» **Short task**:
Using the entries below, return word for word the lines from the one containing "Task: for every instance of the stone" up to and including the last.

-- START Material to process --

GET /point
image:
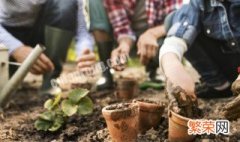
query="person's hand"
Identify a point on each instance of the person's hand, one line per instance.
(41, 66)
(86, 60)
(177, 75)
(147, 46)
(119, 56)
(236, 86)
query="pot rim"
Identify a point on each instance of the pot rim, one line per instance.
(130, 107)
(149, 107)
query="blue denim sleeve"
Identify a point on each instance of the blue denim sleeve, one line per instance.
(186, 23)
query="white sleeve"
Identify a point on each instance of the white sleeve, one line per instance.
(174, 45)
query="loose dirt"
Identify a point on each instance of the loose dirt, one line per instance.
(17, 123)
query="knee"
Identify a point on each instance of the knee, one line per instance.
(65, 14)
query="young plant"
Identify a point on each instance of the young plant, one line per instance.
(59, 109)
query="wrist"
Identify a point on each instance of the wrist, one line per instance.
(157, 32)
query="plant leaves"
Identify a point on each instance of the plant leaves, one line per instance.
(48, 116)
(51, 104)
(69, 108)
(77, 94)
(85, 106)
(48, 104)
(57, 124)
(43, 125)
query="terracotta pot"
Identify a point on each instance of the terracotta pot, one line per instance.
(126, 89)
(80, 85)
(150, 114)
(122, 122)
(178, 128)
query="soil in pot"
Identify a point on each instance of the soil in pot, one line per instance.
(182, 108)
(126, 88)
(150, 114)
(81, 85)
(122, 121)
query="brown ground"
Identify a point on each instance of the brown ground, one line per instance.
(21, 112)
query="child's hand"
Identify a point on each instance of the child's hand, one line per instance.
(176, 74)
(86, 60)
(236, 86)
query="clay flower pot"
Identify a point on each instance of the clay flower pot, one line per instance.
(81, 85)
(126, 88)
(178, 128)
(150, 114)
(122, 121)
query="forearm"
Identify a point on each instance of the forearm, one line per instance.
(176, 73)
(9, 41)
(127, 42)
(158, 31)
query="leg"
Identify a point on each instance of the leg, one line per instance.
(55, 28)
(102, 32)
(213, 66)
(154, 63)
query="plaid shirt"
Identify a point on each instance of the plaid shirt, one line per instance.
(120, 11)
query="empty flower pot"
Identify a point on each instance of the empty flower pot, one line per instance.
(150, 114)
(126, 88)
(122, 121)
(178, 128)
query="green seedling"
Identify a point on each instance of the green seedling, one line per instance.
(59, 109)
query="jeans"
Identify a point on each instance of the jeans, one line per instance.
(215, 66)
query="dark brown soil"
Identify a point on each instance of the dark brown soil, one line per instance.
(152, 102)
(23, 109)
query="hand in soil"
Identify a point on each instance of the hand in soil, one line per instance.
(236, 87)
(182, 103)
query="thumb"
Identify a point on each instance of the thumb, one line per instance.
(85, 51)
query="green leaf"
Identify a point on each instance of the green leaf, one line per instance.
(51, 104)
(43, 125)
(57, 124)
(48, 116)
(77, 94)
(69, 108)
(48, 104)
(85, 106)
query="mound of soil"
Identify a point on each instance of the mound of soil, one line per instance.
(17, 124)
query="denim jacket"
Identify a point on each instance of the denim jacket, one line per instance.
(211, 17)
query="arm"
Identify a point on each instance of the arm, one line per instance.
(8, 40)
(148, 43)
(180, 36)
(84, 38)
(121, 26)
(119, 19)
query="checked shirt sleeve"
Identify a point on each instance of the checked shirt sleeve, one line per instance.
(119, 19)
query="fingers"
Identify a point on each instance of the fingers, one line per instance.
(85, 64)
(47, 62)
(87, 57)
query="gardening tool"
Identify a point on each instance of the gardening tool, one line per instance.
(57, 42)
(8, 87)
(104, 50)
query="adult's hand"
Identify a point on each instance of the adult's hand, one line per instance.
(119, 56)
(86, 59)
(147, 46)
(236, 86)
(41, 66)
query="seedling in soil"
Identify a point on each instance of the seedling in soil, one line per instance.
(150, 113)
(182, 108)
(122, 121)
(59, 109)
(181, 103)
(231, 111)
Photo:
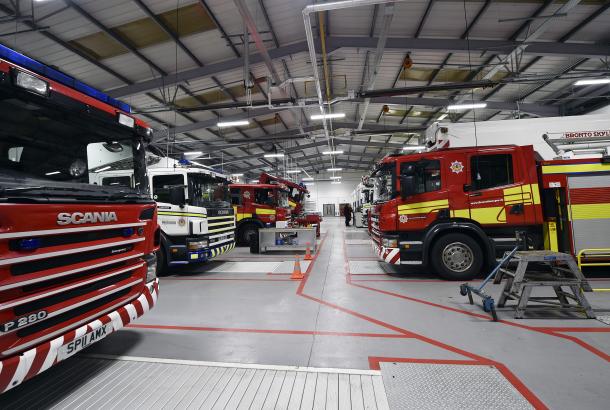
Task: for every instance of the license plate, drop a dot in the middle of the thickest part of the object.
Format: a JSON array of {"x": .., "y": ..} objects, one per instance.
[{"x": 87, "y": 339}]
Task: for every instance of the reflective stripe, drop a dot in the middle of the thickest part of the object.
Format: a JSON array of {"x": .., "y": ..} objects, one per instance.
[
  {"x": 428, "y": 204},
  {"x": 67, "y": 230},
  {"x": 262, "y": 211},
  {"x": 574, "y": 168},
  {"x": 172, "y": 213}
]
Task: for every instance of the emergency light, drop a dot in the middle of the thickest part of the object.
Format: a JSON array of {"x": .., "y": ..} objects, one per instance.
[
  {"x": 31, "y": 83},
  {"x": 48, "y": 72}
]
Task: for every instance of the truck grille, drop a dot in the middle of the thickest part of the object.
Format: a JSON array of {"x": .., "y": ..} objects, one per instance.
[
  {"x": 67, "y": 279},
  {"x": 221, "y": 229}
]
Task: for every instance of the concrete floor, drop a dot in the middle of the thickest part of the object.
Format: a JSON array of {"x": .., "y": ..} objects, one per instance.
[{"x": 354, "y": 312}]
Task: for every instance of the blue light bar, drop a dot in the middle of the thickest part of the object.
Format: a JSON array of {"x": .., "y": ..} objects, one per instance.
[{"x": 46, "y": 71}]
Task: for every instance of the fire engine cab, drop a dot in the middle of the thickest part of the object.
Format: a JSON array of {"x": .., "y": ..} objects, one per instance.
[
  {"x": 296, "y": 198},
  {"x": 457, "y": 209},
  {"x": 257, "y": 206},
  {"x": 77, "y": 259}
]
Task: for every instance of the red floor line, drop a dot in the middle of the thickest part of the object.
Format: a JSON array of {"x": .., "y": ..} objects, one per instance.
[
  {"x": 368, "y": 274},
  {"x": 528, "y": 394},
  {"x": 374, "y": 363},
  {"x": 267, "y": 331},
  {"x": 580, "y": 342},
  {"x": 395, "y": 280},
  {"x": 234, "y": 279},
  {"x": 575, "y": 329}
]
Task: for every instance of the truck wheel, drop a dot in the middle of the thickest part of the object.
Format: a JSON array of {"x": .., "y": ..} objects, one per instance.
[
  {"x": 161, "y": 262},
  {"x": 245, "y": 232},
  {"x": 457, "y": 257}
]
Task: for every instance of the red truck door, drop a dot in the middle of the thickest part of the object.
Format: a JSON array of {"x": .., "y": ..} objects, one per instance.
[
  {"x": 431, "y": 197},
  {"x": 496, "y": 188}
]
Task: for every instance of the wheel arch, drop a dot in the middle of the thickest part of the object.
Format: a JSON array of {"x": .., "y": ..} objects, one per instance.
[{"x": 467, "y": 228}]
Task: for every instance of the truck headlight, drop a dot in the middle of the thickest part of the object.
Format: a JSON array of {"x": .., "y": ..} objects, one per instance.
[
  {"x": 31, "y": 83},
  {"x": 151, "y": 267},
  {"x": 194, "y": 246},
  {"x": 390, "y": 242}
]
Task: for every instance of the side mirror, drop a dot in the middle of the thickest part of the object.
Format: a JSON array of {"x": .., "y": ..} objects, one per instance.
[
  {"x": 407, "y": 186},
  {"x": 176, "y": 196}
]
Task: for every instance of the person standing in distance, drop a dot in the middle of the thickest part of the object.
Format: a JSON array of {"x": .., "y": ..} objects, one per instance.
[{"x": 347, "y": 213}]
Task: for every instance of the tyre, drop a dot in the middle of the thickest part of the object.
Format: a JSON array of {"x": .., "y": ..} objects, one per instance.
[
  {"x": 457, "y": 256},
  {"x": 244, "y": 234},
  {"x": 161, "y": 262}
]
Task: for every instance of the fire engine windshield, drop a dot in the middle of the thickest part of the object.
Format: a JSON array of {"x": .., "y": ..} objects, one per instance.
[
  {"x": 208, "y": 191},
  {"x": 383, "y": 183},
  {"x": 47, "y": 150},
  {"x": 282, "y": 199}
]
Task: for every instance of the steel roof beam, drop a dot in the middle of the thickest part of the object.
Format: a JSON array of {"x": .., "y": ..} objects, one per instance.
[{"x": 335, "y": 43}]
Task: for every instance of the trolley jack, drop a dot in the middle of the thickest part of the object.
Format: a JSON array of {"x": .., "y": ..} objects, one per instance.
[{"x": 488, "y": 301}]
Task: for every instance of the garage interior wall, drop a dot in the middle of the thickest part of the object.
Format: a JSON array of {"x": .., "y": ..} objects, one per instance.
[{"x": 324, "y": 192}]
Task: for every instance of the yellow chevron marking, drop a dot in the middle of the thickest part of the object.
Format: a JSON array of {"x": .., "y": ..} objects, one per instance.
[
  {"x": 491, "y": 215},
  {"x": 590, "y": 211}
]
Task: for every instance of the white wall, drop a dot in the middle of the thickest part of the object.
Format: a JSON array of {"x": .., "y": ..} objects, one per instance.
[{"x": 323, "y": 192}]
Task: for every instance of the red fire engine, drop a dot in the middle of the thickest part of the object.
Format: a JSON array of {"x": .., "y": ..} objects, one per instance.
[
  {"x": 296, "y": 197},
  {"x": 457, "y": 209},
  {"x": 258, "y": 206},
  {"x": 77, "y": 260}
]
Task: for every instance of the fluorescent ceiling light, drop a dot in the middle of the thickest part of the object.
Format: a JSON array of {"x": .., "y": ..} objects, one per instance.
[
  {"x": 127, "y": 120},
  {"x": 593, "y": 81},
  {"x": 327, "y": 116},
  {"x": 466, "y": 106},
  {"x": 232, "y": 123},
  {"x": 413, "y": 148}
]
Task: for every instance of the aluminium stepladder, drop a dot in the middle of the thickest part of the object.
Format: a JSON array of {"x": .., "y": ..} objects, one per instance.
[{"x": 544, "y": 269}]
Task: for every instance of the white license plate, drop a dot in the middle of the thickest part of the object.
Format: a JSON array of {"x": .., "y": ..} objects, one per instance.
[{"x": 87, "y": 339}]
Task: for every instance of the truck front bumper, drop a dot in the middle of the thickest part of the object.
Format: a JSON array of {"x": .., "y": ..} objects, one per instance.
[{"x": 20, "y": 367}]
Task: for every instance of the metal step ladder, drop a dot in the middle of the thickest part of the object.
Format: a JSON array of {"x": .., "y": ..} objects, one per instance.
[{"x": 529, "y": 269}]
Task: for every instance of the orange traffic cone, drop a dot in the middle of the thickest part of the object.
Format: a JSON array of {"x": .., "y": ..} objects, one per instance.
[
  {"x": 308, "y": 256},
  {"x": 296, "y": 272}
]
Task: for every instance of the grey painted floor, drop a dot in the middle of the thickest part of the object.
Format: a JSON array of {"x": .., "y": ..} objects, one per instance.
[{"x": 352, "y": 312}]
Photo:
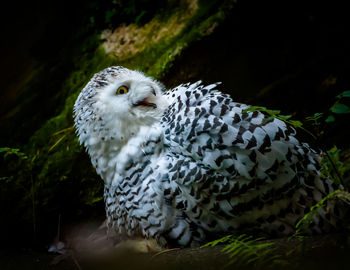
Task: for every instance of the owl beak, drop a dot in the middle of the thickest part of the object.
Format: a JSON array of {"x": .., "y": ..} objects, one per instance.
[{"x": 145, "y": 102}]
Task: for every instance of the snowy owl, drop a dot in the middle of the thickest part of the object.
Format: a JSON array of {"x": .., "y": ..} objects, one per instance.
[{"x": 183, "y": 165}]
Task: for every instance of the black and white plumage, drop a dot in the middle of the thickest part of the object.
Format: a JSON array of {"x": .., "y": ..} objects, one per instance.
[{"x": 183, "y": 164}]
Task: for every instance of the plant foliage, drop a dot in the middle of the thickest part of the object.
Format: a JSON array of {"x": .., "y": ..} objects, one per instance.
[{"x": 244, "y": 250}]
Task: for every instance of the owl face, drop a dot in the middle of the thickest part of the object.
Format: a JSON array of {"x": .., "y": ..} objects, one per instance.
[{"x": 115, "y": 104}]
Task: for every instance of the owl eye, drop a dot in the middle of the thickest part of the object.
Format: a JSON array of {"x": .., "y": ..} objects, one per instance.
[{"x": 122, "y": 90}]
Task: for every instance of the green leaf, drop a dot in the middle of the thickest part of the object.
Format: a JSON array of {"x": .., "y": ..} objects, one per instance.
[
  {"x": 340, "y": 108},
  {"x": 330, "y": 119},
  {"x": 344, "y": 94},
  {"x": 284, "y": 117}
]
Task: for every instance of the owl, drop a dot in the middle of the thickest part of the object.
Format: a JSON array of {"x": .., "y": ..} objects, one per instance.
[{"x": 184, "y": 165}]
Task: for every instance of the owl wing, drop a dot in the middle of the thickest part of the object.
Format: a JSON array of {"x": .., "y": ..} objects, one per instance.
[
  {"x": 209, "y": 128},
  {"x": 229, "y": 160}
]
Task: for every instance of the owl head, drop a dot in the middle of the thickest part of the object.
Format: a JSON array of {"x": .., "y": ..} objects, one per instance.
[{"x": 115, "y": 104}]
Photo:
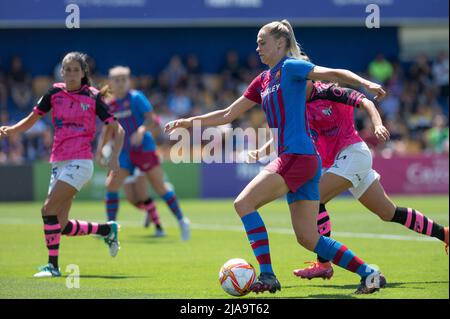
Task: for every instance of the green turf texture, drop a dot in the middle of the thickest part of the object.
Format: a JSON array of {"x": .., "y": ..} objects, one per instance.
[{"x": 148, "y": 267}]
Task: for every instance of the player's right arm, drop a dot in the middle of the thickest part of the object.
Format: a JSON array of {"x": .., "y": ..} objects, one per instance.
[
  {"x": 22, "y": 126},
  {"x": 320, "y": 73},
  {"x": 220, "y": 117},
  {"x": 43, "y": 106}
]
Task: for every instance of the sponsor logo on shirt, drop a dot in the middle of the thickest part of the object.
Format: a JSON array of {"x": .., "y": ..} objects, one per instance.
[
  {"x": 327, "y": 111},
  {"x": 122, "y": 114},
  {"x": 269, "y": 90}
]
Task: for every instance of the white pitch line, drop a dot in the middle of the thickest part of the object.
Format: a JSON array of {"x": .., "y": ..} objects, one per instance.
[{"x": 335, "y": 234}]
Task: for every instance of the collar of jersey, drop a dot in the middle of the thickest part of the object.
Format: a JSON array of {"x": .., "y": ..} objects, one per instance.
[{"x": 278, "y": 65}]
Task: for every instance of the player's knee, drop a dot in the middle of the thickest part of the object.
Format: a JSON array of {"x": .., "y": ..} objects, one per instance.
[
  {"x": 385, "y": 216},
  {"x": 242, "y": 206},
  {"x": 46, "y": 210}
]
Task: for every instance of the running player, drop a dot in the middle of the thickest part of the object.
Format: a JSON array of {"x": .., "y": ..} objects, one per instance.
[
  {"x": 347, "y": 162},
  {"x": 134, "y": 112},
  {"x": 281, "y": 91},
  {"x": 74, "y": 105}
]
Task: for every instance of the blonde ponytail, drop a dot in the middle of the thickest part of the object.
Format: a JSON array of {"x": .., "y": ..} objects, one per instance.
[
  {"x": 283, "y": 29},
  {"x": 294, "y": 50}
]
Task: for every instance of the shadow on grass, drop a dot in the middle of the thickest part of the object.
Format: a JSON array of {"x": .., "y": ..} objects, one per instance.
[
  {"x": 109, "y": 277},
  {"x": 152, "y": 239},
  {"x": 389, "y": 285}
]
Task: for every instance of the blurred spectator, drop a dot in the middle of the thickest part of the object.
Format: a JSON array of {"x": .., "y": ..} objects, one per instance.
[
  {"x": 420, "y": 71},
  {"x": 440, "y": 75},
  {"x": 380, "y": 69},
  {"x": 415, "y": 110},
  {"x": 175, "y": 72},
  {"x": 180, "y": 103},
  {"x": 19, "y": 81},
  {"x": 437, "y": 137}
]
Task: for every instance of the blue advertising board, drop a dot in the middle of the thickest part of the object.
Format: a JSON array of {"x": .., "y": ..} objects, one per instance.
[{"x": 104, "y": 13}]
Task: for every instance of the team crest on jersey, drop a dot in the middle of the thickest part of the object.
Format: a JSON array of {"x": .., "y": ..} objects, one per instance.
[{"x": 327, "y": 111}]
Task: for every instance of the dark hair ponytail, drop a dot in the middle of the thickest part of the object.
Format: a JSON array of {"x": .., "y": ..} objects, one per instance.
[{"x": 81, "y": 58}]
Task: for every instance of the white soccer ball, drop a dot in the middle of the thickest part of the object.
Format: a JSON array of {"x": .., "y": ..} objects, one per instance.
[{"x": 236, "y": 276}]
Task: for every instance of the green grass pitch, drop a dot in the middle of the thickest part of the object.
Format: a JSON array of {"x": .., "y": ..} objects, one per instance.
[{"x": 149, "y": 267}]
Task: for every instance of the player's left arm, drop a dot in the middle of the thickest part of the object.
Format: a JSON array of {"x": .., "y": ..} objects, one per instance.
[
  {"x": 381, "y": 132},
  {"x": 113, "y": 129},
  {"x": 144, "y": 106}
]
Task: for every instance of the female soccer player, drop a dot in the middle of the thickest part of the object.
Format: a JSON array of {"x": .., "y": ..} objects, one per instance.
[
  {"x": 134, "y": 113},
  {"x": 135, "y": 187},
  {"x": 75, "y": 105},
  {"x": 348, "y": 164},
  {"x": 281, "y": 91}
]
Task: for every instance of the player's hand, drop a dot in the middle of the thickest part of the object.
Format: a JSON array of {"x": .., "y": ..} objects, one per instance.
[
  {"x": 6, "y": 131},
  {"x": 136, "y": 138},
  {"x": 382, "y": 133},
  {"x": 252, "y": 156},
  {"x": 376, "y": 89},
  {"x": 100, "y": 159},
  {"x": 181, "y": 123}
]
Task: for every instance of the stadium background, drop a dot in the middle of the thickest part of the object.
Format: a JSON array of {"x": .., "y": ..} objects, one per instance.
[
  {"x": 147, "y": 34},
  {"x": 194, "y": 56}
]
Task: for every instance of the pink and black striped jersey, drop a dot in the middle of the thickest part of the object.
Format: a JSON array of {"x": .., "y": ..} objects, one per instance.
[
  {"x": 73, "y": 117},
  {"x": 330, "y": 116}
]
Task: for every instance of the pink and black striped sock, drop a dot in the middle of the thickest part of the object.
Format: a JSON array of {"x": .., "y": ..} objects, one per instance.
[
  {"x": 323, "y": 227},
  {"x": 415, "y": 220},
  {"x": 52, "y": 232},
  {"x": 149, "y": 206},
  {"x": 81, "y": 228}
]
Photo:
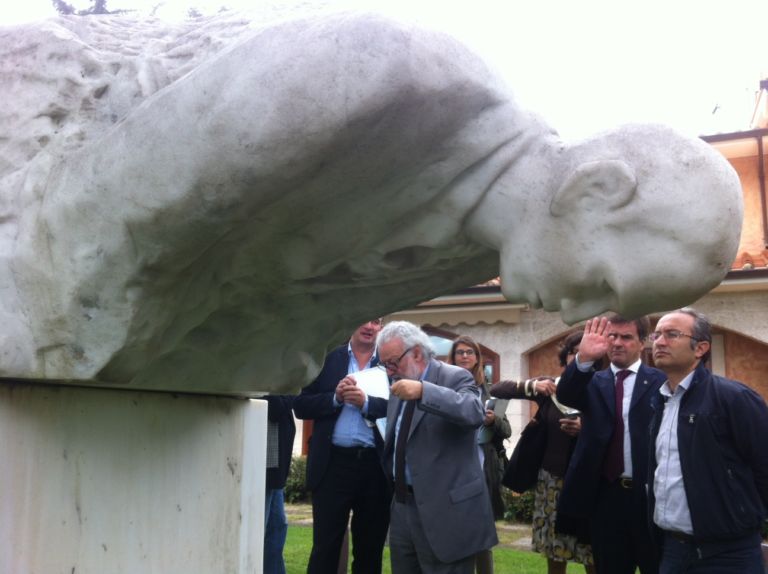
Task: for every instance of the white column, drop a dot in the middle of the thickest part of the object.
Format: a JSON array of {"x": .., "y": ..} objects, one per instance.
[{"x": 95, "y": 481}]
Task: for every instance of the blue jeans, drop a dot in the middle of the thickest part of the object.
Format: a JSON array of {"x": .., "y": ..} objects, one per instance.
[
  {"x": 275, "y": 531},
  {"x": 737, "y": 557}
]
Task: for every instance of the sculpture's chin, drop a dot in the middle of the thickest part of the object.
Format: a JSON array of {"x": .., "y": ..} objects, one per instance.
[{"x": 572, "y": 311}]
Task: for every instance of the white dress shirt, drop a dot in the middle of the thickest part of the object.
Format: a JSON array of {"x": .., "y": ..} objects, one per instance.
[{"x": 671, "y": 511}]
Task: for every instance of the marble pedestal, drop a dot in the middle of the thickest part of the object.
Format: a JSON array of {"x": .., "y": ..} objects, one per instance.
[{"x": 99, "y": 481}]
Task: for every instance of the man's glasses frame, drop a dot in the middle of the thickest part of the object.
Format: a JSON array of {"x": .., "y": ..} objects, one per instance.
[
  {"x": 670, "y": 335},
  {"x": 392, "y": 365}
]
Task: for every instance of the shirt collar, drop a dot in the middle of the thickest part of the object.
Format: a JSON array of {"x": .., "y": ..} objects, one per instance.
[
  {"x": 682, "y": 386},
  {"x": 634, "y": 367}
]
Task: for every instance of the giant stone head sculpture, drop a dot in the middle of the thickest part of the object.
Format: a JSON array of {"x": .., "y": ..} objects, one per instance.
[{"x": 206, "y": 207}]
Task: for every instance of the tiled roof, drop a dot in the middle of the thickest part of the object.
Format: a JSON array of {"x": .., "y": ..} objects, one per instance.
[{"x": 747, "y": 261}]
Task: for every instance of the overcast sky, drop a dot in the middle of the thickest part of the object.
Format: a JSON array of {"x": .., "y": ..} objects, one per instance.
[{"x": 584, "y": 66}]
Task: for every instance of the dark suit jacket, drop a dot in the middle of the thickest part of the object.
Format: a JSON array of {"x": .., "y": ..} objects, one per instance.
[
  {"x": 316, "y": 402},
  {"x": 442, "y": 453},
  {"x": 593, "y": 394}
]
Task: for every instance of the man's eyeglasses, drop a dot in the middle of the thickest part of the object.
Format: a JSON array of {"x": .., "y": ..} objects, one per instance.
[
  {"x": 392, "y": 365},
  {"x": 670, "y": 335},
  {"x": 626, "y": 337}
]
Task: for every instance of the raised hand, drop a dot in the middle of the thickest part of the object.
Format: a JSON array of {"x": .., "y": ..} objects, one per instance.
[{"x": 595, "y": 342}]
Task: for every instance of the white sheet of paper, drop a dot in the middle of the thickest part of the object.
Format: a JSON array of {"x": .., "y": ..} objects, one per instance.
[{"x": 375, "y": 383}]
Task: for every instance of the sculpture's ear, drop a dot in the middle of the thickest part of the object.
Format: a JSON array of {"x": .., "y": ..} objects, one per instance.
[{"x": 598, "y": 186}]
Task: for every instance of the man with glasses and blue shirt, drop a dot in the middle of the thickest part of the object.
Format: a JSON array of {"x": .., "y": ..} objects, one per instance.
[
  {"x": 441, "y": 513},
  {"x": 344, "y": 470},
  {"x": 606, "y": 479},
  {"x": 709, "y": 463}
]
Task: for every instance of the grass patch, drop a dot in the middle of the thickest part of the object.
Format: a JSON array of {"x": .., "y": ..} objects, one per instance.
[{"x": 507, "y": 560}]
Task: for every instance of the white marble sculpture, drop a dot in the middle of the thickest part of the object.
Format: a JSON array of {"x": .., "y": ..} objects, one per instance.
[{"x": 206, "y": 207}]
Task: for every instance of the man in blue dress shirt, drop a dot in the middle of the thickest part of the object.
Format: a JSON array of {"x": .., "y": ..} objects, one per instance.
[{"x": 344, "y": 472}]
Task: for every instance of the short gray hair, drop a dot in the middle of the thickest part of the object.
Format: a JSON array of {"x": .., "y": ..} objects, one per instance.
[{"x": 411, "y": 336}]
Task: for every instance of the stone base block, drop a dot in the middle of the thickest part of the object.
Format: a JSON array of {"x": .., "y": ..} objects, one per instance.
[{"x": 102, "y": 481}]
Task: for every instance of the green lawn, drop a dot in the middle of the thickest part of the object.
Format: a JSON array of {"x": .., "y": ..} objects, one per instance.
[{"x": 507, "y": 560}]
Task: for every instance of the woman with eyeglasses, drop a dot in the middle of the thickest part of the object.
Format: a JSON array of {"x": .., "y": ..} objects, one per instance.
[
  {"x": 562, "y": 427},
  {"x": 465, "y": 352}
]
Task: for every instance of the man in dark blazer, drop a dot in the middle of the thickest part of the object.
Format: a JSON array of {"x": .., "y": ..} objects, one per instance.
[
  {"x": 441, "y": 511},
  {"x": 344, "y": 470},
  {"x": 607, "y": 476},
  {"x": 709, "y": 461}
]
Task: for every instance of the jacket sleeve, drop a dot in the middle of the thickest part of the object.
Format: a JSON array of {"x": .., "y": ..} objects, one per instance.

-- END Material to process --

» **Answer in full**:
Task: for every instance of the stone base block, drop a dot in the middle of the thickest part of the object.
Format: a JSON array of {"x": .., "y": ..} objects, one per instance.
[{"x": 102, "y": 481}]
Task: for every instance of the green lawn, drop a dot in the middle of the thickest part of the object.
Format: a JSON array of {"x": .., "y": ..} objects, one per instance.
[{"x": 507, "y": 560}]
Task: for every instance of the woman with eyeglasses, drop a dot in the middle of the thickest part of the object.
Format: a JSON array of {"x": .., "y": ..} objects, one per instance.
[
  {"x": 562, "y": 427},
  {"x": 465, "y": 352}
]
Task: for every instance of the man in dark blazer, drop a dot in the middle of the thickest part of the object.
Format: a JSON array of {"x": .., "y": ..} objects, one per instance.
[
  {"x": 441, "y": 511},
  {"x": 344, "y": 470},
  {"x": 607, "y": 476},
  {"x": 709, "y": 461}
]
Task: for every instance of the jacket sleeve, drop a dot in the middle of the thickest part of the object.
Format: a JSON array of {"x": .., "y": ..} objects, one per instance.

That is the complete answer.